§ What you should do:
Each line of the data holding "boot" should be found and copied.

§ Data for the task:
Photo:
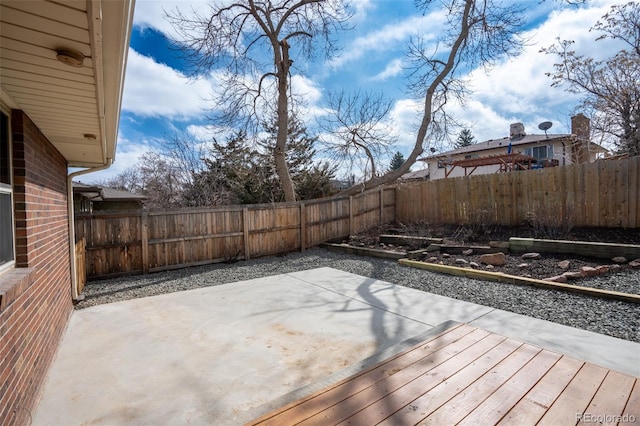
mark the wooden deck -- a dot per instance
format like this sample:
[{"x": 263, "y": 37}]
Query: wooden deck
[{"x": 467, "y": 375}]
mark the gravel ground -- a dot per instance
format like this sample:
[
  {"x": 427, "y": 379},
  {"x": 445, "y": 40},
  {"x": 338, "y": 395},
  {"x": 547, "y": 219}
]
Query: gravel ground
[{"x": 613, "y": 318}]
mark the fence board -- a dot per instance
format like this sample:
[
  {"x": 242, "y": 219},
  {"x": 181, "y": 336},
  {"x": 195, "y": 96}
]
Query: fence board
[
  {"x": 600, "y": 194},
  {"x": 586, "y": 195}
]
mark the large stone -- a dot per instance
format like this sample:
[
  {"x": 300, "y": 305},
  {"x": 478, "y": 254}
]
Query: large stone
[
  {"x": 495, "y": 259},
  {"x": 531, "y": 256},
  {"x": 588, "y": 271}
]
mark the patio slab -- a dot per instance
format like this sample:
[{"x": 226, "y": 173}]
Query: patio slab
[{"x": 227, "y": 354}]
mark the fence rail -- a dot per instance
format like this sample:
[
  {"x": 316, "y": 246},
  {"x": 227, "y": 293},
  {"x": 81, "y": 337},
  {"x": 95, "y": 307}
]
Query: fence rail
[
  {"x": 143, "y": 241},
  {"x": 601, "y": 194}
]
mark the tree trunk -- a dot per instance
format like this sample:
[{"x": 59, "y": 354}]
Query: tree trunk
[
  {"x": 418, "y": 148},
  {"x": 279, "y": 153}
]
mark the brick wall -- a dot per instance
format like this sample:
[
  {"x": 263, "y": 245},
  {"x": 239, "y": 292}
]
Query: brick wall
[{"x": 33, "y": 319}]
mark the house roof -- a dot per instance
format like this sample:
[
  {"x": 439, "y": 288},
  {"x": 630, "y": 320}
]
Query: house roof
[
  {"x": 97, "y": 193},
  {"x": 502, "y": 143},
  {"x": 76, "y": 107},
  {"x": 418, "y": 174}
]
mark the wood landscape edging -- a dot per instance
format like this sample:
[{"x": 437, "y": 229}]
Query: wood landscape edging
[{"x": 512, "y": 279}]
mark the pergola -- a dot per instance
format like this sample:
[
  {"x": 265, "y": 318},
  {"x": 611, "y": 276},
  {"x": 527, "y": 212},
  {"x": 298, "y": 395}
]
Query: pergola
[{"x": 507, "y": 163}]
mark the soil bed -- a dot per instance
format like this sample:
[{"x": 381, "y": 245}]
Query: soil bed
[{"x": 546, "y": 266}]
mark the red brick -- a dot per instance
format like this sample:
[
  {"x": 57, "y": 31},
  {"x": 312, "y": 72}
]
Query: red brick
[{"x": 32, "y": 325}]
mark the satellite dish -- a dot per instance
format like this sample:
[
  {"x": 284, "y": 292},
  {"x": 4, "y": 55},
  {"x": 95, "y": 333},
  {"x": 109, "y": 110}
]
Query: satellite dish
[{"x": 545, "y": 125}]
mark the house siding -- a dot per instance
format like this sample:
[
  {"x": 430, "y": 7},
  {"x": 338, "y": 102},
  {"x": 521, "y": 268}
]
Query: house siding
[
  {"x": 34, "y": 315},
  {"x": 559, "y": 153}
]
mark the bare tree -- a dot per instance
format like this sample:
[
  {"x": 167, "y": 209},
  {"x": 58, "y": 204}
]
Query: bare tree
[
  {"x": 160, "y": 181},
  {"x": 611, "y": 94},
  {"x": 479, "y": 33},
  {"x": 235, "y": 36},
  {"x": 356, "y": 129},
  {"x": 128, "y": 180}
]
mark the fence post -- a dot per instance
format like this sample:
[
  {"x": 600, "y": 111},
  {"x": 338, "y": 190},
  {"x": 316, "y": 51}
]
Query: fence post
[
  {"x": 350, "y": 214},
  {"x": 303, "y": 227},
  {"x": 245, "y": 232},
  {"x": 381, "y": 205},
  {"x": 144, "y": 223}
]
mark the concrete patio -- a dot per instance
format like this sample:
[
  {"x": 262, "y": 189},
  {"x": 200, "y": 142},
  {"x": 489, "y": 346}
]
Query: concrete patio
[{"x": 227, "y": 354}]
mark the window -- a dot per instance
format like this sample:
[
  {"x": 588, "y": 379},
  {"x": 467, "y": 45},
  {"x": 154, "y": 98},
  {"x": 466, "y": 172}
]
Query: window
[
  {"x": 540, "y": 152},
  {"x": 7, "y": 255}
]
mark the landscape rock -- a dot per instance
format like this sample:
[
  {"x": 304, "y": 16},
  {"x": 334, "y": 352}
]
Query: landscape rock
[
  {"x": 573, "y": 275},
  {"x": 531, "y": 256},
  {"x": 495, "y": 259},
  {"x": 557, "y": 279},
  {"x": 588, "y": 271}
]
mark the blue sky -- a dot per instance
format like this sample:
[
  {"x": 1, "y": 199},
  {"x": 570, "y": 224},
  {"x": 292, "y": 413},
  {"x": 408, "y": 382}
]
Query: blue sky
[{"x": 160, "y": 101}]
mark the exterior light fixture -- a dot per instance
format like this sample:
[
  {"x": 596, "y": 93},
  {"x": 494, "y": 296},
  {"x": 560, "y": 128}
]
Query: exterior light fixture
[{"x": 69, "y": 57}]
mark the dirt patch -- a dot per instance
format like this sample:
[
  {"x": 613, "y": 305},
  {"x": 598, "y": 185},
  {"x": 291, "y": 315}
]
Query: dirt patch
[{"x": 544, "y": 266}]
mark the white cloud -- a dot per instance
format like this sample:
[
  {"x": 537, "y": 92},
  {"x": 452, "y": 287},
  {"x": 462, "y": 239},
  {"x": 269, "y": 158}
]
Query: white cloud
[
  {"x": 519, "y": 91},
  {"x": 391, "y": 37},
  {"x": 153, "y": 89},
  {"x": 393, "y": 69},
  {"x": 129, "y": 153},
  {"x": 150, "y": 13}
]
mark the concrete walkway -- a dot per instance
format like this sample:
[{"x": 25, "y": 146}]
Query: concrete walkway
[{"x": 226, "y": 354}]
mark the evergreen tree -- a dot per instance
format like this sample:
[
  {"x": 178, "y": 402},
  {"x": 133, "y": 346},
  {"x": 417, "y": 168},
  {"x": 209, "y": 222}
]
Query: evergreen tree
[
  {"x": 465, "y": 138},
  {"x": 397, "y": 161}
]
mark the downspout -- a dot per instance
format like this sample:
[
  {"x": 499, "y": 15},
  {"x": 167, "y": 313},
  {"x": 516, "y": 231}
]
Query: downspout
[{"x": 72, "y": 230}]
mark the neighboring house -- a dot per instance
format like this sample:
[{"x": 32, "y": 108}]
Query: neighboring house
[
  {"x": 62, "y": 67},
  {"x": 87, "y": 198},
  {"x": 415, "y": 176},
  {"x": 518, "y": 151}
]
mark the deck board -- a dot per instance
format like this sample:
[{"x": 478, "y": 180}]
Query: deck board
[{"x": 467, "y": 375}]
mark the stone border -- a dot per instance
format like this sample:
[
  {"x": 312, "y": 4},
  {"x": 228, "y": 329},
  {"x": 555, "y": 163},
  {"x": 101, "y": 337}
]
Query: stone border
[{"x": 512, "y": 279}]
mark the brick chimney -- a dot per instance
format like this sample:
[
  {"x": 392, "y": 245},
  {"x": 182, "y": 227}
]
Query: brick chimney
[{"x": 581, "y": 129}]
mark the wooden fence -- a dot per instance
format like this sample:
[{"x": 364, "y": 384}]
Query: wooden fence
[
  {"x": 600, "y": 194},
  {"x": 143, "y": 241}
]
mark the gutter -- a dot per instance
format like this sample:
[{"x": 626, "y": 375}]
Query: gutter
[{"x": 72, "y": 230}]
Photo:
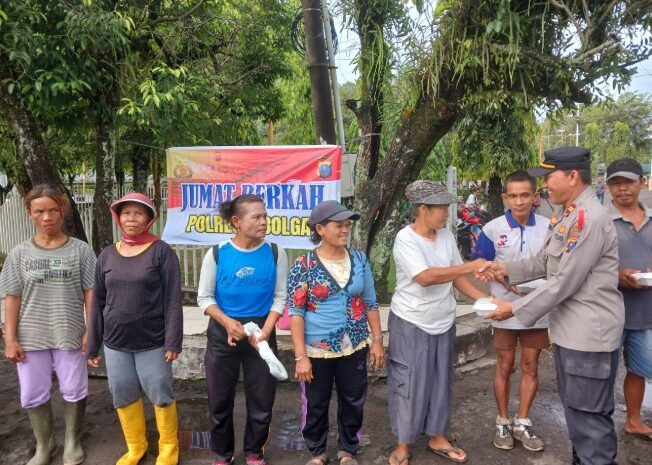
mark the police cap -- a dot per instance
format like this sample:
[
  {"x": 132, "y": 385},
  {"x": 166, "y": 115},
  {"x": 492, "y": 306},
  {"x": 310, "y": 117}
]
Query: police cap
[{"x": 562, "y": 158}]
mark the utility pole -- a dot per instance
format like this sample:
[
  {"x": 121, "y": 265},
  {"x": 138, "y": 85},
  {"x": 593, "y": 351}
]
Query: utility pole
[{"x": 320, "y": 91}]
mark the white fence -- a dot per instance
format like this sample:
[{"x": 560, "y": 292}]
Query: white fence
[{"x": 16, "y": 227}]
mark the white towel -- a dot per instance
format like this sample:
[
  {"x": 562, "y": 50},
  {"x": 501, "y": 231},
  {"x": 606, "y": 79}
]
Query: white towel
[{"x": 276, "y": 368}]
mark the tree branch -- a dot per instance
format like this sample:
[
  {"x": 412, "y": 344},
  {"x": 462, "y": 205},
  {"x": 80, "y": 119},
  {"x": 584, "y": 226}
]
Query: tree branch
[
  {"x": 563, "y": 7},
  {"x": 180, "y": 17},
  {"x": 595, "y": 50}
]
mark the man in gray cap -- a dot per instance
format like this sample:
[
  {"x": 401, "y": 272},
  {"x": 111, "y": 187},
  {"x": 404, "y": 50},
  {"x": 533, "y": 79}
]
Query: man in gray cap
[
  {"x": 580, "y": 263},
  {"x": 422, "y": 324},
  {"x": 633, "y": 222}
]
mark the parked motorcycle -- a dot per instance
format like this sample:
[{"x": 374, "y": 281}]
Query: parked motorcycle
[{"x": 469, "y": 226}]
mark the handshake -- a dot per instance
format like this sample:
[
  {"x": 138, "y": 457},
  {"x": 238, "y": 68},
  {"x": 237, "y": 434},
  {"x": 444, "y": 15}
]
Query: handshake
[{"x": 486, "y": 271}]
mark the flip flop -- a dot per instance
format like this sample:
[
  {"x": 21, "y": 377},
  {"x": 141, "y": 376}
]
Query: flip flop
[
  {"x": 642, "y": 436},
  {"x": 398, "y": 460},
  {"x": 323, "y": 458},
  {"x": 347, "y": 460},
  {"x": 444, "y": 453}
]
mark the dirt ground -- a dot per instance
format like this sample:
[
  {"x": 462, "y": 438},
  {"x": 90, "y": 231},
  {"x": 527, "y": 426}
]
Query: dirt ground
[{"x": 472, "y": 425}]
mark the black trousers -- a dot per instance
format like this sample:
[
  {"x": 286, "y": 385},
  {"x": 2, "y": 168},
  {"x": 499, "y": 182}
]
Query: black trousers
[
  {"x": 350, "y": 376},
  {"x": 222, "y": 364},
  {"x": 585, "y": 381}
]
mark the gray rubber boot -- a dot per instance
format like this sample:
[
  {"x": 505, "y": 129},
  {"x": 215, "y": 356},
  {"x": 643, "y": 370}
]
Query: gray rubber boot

§ Answer space:
mark the gray rubber boot -- a dot per instance
Query: gray rubber boot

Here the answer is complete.